#### TUGAS YANG DIKERJAKAN
Tulis ulang bagian teks kepabeanan di bawah, mulai dari "Pejabat Bea dan Cukai berwenang memeriksa" dan berakhir pada "meninggalkan Kawasan Pabean.". Ganti "Pejabat Bea dan Cukai" dengan "Petugas Bea dan Cukai".

#### TEKS UNTUK DIBACA
○ ○ ○ ○ ○ ○ ○

Pejabat Bea dan Cukai berwenang memeriksa badan setiap orang :
1.  Yang berada di atas atau baru saja turun dari sarana pengangkut yang masuk ke dalam Daerah 
    Pabean.
2.  Yang berada di atas atau siap naik ke sarana pengangkut yang tujuannya adalah tempat di luar 
    Daerah Pabean;
3.  Yang sedang berada di atau baru saja meninggalkan Tempat Penimbunan Sementara atau Tempat 
    Penimbunan Berikat; atau
4.  Yang sedang berada di atau baru saja meninggalkan Kawasan Pabean.


                        BAB III
                            PENCEGAHAN

                        Pasal 8

Pejabat Bea dan Cukai berwenang melakukan pencegahan terhadap :
1.  Barang impor yang berada di Kawasan Pabean yang oleh pemiliknya akan dikeluarkan ke peredaran 
    bebas tanpa memenuhi kewajiban pabean;
2.  Barang impor yang keluar dari Kawasan Pabean yang berdasarkan petunjuk yang cukup belum 
    memenuhi sebagian atau seluruh kewajiban pabeannya;
3.  Barang ekspor yang berdasarkan petunjuk yang cukup belum memenuhi sebagian atau seluruh 
    kewajiban pabeannya; 
4.  Sarana pengangkut yang memuat barang yang belum dipenuhi kewajiban pabeannya; atau
5.  Sarana pengangkut yang belum diselesaikan kewajiban pabeannya.


                        Pasal 9

Pencegahan tidak dapat dilakukan terhadap :
1.  Paket atau barang yang disegel oleh Penegak Hukum lain atau Dinas Pos;
2.  Barang yang berdasarkan hasil pemeriksaan ulang atas Pemberitahuan, atau Dokumen Pelengkap 
    Pabean menunjukkan adanya kekurangan pembayaran Bea Masuk;
3.  Sarana Pengangkut yang disegel oleh Penegak Hukum lain atau Dinas Pos; atau
4.  Sarana pengangkut Negara atau Negara Asing.


                        Pasal 10

Barang dan/atau sarana pengangkut yang ditegah oleh Pejabat Bea dan Cukai dikuasai negara dan disimpan 
di Tempat Penimbunan Pabean.

○ ○ ○ ○ ○ ○ ○

#### Baris dari set data penunjukan

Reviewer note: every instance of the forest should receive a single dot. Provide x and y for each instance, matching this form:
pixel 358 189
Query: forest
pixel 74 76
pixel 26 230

○ ○ ○ ○ ○ ○ ○

#### KELUARAN LENGKAP
Petugas Bea dan Cukai berwenang memeriksa badan setiap orang :
1.  Yang berada di atas atau baru saja turun dari sarana pengangkut yang masuk ke dalam Daerah 
    Pabean.
2.  Yang berada di atas atau siap naik ke sarana pengangkut yang tujuannya adalah tempat di luar 
    Daerah Pabean;
3.  Yang sedang berada di atau baru saja meninggalkan Tempat Penimbunan Sementara atau Tempat 
    Penimbunan Berikat; atau
4.  Yang sedang berada di atau baru saja meninggalkan Kawasan Pabean.